• **About this exercise**
Print the complete set of entries exactly.

(Stored data entries)
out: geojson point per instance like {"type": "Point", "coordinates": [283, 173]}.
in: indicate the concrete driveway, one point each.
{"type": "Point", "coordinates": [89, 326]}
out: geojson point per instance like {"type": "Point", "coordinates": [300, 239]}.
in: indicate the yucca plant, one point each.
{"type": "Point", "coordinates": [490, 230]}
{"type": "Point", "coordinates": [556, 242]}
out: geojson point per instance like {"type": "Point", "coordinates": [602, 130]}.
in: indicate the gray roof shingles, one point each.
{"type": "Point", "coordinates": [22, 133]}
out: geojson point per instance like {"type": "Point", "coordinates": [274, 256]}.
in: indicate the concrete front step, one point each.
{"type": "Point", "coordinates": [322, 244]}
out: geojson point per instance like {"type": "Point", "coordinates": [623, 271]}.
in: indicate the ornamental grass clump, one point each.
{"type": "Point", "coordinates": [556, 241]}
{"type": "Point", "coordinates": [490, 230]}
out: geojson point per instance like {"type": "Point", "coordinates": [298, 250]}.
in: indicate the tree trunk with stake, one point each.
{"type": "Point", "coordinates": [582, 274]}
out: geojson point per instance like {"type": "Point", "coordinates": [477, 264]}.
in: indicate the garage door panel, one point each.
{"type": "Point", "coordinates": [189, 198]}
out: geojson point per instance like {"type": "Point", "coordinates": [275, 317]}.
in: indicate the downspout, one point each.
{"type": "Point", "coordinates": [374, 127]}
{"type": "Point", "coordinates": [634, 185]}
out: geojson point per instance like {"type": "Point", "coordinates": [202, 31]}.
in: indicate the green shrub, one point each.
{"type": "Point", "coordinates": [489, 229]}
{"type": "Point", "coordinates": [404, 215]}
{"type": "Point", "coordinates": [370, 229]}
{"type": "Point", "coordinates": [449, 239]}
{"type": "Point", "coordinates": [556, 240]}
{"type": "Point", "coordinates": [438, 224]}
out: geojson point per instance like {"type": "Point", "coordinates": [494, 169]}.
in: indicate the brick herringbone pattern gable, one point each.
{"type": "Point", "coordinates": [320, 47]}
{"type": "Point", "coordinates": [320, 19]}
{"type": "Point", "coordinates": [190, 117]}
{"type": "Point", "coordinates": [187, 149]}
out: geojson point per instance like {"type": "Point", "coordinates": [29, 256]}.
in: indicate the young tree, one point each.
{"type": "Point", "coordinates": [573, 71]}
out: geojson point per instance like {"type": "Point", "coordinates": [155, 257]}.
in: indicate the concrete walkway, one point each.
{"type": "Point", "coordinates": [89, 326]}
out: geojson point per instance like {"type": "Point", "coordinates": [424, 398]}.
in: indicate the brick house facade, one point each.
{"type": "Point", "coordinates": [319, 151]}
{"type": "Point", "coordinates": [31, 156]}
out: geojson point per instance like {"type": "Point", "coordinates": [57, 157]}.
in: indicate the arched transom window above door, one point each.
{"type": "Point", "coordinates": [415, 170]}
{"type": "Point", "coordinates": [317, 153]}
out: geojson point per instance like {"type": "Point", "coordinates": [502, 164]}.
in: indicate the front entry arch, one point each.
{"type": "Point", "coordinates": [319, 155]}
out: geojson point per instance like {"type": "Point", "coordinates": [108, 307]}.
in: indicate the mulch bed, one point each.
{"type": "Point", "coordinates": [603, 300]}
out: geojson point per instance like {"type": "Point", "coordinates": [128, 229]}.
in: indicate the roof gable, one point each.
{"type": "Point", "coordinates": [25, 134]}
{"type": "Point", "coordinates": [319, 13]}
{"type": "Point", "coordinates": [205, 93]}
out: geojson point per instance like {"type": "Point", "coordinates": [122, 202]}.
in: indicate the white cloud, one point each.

• **Response below**
out: geojson point per instance like {"type": "Point", "coordinates": [283, 173]}.
in: indicate the concrete driveway, one point each.
{"type": "Point", "coordinates": [89, 326]}
out: geojson point per instance like {"type": "Point", "coordinates": [300, 239]}.
in: indicate the yucca plant, one point each.
{"type": "Point", "coordinates": [490, 230]}
{"type": "Point", "coordinates": [556, 242]}
out: geojson point per instance like {"type": "Point", "coordinates": [602, 130]}.
in: indicate the gray roof shingles, one point each.
{"type": "Point", "coordinates": [22, 133]}
out: geojson point per instance like {"type": "Point", "coordinates": [274, 256]}.
in: indicate the concrete front step, one point each.
{"type": "Point", "coordinates": [322, 244]}
out: geojson point per instance like {"type": "Point", "coordinates": [623, 271]}.
in: indicate the ornamental grass clump, one point each.
{"type": "Point", "coordinates": [556, 241]}
{"type": "Point", "coordinates": [490, 230]}
out: geojson point per instance like {"type": "Point", "coordinates": [298, 250]}.
in: indicate the tree trunk with stake, one point each.
{"type": "Point", "coordinates": [582, 274]}
out: geojson point per instance like {"type": "Point", "coordinates": [477, 264]}.
in: indicate the garage door panel, one point each.
{"type": "Point", "coordinates": [189, 198]}
out: geojson point per instance like {"type": "Point", "coordinates": [275, 317]}.
in: indicate the downspout, one point each.
{"type": "Point", "coordinates": [374, 127]}
{"type": "Point", "coordinates": [634, 185]}
out: geojson point per instance like {"type": "Point", "coordinates": [202, 31]}.
in: indicate the green shrub, one point each.
{"type": "Point", "coordinates": [489, 229]}
{"type": "Point", "coordinates": [404, 215]}
{"type": "Point", "coordinates": [370, 229]}
{"type": "Point", "coordinates": [449, 239]}
{"type": "Point", "coordinates": [556, 240]}
{"type": "Point", "coordinates": [438, 224]}
out: geojson point per instance like {"type": "Point", "coordinates": [494, 169]}.
in: indicate the brick herringbone pattern gable, one point each.
{"type": "Point", "coordinates": [320, 47]}
{"type": "Point", "coordinates": [320, 19]}
{"type": "Point", "coordinates": [190, 117]}
{"type": "Point", "coordinates": [187, 149]}
out: geojson point per instance like {"type": "Point", "coordinates": [29, 256]}.
in: indicate the young tree, one point each.
{"type": "Point", "coordinates": [573, 71]}
out: geojson point per instance like {"type": "Point", "coordinates": [155, 257]}.
in: indicate the concrete walkway, one point each.
{"type": "Point", "coordinates": [89, 326]}
out: geojson point per instance like {"type": "Point", "coordinates": [424, 398]}.
in: indicate the brick house facade, one point each.
{"type": "Point", "coordinates": [319, 151]}
{"type": "Point", "coordinates": [31, 156]}
out: geojson point per instance like {"type": "Point", "coordinates": [57, 157]}.
in: indicate the arched transom window above door, one point each.
{"type": "Point", "coordinates": [415, 170]}
{"type": "Point", "coordinates": [317, 153]}
out: geojson point per instance like {"type": "Point", "coordinates": [502, 164]}.
in: indicate the front entry arch, one point each.
{"type": "Point", "coordinates": [319, 155]}
out: geojson point per instance like {"type": "Point", "coordinates": [108, 307]}.
in: indicate the mulch bed, one point each.
{"type": "Point", "coordinates": [603, 300]}
out: geojson point per instance like {"type": "Point", "coordinates": [128, 229]}.
in: indicate the roof gable, one point each.
{"type": "Point", "coordinates": [25, 134]}
{"type": "Point", "coordinates": [319, 13]}
{"type": "Point", "coordinates": [205, 93]}
out: geojson point per instance like {"type": "Point", "coordinates": [122, 202]}.
in: indicate the white cloud, one point each.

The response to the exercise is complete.